Senator Michael Higgins, speaking in the Seanad said that the first point he wanted to make perfectly clear was the position of the Labour Party in policy terms. He said:
In the mid-seventies the Labour Party, not capriciously, but after a great deal of consideration decided overwhelmingly at their conference that they were in favour of the removal of the constitutional ban on divorce. That is the position of the Labour Party.
The significance of these points made by Senator Michael Higgins is that they spell out quite clearly that the Labour Party supported the removal of the constitutional prohibition on divorce since the early seventies. They took this stand because they believed in a pluralistic State which would respect the views of all its Churches and, indeed, because as a socialist party they respected the rights of individuals to make adult decisions about their private lives and seek legislative redress from a marriage which had broken down.
This decision was not made quickly or without due consideration of the complexities of the matter, but rather after much discussion and careful examination of (a) social pressures which lead to marital breakdown and (b) the stresses and intolerable hardship which families had to endure once a marriage had broken down. The Labour Party did not view marital breakdown in isolation but as one of the greatest problems facing our society not in the eighties but going back to the early and mid-seventies and it was against this background that they brought the motion on divorce to their annual conference where Labour Party Deputies voted overwhelmingly in favour of the removal of the constitutional ban on divorce.

**Job 1**
In the passage on the Labour Party and divorce, what did the party decide at its conference in the mid-seventies?
The passage and the records have no connection to each other.

**Stored records**
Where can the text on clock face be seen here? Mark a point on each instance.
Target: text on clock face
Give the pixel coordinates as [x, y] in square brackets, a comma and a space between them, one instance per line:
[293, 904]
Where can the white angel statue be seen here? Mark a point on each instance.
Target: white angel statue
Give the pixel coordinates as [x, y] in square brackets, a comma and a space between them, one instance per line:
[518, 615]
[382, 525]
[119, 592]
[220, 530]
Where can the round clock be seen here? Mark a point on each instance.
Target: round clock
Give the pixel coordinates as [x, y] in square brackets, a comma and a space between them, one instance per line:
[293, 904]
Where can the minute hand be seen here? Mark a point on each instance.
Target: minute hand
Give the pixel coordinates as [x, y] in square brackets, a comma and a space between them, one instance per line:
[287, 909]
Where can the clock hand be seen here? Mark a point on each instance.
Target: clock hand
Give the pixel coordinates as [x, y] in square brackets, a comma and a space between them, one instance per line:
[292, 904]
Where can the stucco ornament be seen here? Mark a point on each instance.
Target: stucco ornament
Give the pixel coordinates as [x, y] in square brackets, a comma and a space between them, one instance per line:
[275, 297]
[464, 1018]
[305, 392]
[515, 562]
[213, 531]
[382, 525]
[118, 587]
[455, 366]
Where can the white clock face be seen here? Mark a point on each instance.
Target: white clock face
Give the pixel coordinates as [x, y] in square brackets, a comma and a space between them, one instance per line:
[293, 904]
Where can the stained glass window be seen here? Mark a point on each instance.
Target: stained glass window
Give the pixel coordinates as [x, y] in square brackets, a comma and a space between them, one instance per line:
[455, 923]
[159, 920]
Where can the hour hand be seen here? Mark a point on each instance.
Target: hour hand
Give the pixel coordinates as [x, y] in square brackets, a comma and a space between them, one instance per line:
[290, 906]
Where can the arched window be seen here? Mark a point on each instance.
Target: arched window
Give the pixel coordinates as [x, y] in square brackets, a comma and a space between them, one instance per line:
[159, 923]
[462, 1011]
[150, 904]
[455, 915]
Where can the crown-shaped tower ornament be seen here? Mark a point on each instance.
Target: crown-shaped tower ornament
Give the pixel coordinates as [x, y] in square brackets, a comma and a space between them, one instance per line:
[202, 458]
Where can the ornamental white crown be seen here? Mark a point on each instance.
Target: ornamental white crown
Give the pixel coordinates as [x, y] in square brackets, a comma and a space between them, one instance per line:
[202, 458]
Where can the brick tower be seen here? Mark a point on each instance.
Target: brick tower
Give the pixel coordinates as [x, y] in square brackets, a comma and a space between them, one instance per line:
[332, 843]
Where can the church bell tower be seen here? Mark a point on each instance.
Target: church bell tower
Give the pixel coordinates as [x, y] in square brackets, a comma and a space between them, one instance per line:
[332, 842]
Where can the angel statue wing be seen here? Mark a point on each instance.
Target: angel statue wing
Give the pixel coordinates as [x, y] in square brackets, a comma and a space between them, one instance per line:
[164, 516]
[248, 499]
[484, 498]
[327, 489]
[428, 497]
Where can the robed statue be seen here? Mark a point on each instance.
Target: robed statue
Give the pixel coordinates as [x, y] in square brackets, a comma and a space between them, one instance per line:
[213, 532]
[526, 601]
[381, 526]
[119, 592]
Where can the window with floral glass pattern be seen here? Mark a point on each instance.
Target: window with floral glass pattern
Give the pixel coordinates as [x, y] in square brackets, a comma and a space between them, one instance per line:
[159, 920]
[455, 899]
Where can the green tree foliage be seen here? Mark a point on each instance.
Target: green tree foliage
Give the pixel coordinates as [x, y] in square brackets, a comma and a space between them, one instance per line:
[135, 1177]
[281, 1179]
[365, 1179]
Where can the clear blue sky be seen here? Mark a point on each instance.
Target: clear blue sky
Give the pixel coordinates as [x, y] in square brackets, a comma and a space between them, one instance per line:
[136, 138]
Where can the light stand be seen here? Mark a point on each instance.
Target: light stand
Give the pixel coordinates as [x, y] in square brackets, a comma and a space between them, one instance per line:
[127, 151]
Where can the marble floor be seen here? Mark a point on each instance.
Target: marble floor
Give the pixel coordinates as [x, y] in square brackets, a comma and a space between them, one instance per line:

**Job 2**
Swap "marble floor" for "tile floor" in the records from the line containing "Where can the light" through the end of the records, leaving everything else unchanged, and give back only those lines.

**Finished answer 1**
It decided overwhelmingly in favor of removing the constitutional ban on divorce.

**Finished answer 2**
Where can the light stand be seen here? Mark a point on each instance.
Target: light stand
Give the pixel coordinates as [x, y] in square brackets, a comma and a space between them, one instance per line:
[127, 151]
Where can the tile floor be seen here? Mark a point on each instance.
Target: tile floor
Give the pixel coordinates as [x, y] in square brackets, a comma and a space between them, one instance per line:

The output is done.